§ **PROMPT**:
Starting at the top line, return each entry word for word.

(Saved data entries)
= = =

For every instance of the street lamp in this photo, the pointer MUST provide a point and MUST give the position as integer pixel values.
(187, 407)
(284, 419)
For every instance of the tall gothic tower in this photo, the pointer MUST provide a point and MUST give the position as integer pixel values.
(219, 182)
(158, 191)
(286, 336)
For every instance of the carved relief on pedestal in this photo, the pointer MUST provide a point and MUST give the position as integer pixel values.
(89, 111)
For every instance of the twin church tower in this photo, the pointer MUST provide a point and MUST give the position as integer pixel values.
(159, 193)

= = =

§ **PROBLEM SOLUTION**:
For every instance of the street lamp in this photo, the pointer MUST provide a point and MUST give the position as integer pixel values.
(187, 407)
(284, 419)
For every instance of the tall gothic tower in this photo, the pointer MUST provide a point and MUST give the position as integer pixel values.
(219, 182)
(158, 191)
(286, 336)
For every instance of the carved relief on pedestal in this photo, the pointer MUST provide a point and MUST give the position as integer pixel values.
(89, 111)
For every instance of the twin church tower in this photo, the pointer MUST provide a point and MUST give the position as integer pixel values.
(159, 193)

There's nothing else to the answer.